Free Samples are exempt supply under GST Law requiring reversal of credit on capital goods, inputs and input services

By RS Sharma Advocate

To pay GST on free samples or to reverse credit on inputs, input services and capital goods are options available for the suppliers under GST Law.

Schedule I of CGST Act, 2017 specifies activities which are to be treated as Supply even if made without consideration. Permanent transfer or disposal of business assets where input tax credit has been availed on such assets is specified activity under said Schedule. The stock of samples is current asset and is, therefore, treated as business assets. Hence it is a case of supply within GST law.

Further, even if it is assumed that Free sample is a case of non-taxable supply under GST it leads to bigger liability under GST Law. Section 17(2) of CGST Act, 2017 provides that “Where the goods or services or both are used by the registered person partly for effecting taxable supplies including zero-rated supplies under this Act or under the Integrated Goods and Services Tax Act and partly for effecting exempt supplies under the said Acts, the amount of credit shall be restricted to so much of the input tax as is attributable to the said taxable supplies including zero-rated supplies

The next issue which arises for consideration is whether supply of free samples is a case of exempt supplies or not. Section 2(47) of CGST Act, 2017 defines it as under:

(47) “exempt supply” means supply of any goods or services or both which attracts nil rate of tax or which may be wholly exempt from tax under section 11, or under section 6 of the Integrated Goods and Services Tax Act, and includes non-taxable supply;

Thus even non-taxable supply is covered within ambit and scope of “exempt supply” under GST Law and the provision of restriction of credit under Section 17(2) of CGST Act are attracted. Section 17(6) of CGST Act, 2017 provides that the Government may prescribe the manner in which credit referred to in sub-sections(1) and (2) may be attributed.
────────────────────────────────────────
### SET PROBLEM 1
List every provision that the GST free-samples article names with the words "of CGST Act, 2017" directly after it.
### SET PROBLEM 2
Reproduce word for word the part of the GST free-samples article running from "Schedule I of" down to "within GST law.".
The data that comes after this article has no connection to it.
────────────────────────────────────────
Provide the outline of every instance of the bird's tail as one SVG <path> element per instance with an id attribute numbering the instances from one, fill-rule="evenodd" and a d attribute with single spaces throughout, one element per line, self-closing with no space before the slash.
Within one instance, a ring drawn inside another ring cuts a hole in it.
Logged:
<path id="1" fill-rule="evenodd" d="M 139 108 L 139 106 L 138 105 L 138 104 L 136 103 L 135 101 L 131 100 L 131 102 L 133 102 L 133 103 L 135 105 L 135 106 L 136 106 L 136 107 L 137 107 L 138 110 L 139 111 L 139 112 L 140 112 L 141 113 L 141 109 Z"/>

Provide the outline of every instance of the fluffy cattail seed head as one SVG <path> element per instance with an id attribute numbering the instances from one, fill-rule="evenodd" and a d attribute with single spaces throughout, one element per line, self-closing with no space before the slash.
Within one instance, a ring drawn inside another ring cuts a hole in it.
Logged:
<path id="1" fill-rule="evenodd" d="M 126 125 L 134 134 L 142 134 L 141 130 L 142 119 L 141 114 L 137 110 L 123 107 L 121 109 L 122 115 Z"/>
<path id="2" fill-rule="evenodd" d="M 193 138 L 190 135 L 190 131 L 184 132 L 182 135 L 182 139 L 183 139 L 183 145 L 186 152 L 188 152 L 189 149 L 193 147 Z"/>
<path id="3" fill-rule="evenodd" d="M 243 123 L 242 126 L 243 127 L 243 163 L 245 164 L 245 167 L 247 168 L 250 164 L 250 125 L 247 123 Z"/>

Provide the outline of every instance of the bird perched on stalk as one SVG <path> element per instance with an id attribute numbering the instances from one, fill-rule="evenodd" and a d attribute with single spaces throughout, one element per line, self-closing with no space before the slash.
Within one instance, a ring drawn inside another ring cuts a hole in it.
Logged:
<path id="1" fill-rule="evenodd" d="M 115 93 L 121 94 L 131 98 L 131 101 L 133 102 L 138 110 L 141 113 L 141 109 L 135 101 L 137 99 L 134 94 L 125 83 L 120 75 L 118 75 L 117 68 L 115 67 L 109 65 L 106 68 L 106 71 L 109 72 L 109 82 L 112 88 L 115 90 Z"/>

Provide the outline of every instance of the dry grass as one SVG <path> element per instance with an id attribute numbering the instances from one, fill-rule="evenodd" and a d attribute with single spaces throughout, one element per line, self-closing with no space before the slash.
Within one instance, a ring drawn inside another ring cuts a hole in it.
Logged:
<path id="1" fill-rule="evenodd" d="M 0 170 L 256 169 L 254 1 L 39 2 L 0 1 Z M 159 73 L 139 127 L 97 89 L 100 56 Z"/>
────────────────────────────────────────
### FULL RESPONSE 1
Schedule I
Section 17(2)
Section 2(47)
Section 17(6)

### FULL RESPONSE 2
Schedule I of CGST Act, 2017 specifies activities which are to be treated as Supply even if made without consideration. Permanent transfer or disposal of business assets where input tax credit has been availed on such assets is specified activity under said Schedule. The stock of samples is current asset and is, therefore, treated as business assets. Hence it is a case of supply within GST law.